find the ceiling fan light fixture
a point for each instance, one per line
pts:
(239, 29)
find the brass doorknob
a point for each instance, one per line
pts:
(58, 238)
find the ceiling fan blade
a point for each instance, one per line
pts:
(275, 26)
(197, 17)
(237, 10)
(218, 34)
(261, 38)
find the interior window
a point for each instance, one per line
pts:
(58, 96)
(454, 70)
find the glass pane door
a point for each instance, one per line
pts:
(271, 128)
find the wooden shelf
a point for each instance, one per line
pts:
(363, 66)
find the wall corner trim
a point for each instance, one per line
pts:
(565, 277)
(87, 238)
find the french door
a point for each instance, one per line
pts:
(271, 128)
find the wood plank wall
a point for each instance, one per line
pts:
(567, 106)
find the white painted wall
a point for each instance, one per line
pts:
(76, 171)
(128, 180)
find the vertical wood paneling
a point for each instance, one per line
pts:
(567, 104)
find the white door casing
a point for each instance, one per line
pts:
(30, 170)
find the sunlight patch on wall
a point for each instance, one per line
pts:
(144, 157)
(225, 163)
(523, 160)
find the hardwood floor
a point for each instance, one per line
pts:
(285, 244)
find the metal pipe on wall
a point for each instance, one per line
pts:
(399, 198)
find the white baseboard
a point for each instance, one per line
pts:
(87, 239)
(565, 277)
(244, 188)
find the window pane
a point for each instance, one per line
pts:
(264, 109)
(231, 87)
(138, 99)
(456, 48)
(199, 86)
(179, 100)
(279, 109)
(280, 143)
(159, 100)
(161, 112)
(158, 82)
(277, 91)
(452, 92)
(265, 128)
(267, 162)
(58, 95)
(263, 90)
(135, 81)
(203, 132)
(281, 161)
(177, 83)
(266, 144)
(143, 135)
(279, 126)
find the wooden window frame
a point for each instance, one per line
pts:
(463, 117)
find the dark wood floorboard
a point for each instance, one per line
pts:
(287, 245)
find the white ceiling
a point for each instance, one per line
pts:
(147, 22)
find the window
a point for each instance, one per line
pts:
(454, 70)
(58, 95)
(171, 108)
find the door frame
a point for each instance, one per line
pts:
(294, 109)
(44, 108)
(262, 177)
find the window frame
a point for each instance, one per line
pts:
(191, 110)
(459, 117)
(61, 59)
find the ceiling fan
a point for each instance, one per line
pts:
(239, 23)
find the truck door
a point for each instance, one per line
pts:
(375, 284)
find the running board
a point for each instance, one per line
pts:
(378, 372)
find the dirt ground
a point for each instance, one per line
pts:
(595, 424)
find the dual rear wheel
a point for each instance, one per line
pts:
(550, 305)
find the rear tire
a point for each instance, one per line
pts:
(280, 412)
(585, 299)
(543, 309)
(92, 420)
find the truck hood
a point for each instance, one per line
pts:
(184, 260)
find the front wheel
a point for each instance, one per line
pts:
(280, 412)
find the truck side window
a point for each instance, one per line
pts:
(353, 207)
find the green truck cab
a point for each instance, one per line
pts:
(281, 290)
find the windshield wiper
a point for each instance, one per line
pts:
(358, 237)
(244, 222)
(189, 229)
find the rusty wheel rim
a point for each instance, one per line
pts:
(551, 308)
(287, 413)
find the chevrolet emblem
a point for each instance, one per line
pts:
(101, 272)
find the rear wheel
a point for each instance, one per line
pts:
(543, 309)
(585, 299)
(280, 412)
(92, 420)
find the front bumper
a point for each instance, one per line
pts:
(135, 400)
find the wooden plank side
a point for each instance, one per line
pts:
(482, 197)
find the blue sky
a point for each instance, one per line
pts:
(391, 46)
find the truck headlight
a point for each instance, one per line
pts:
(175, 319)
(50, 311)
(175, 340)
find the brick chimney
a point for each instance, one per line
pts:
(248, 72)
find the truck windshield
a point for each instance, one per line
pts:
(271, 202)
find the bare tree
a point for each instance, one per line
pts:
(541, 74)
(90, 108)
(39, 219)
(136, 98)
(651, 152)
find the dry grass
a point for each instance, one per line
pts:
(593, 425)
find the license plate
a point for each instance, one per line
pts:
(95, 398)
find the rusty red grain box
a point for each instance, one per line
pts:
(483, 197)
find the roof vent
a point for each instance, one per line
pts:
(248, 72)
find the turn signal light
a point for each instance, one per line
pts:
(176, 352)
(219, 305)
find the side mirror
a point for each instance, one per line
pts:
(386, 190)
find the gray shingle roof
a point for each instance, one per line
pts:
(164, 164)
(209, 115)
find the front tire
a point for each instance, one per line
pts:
--
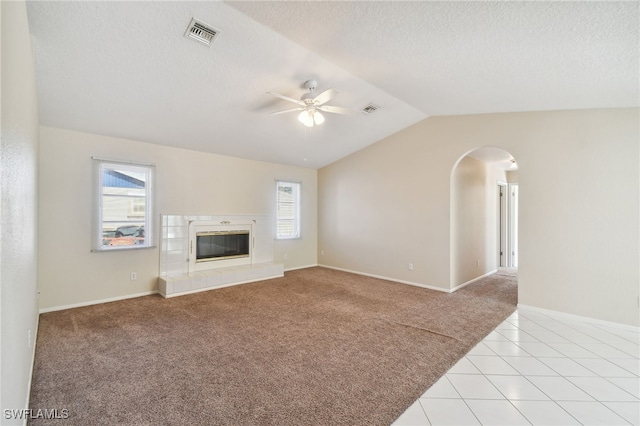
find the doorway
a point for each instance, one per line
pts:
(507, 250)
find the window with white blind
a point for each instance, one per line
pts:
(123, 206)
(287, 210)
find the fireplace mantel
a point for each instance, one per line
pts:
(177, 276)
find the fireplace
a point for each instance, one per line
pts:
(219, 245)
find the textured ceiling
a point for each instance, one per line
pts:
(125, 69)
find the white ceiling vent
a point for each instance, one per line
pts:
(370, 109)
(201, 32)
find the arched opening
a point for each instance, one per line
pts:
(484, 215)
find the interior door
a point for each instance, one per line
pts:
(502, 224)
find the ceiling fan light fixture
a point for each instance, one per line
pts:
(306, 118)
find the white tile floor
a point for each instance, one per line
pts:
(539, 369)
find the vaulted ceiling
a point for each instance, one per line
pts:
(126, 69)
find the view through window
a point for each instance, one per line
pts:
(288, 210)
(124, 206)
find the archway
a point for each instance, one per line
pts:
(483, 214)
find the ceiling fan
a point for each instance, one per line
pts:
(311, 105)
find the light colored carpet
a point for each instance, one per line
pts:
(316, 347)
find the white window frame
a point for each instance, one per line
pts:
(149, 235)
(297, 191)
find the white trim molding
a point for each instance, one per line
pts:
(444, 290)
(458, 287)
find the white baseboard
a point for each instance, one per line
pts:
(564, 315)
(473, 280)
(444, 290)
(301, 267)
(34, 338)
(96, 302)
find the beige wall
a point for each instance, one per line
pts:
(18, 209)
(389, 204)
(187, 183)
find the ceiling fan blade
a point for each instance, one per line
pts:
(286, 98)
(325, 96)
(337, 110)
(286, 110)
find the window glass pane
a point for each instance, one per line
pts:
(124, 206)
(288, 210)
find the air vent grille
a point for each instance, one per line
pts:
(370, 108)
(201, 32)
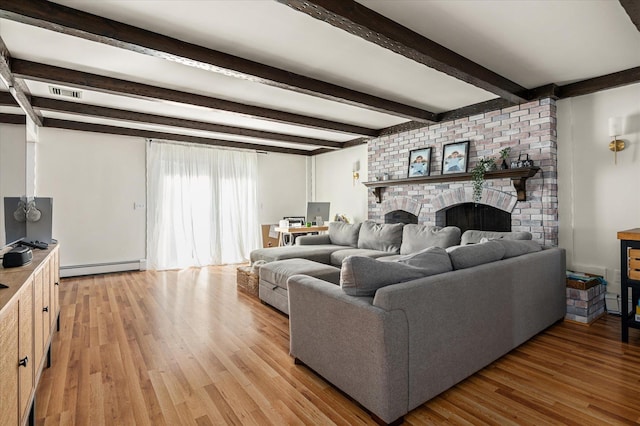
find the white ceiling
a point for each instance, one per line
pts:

Required action:
Which lines of the entries above contain the word "truck"? Copy each of them.

Task response:
find the truck door
find the truck hood
find the truck side window
find the green truck cab
find the truck headlight
find the truck windshield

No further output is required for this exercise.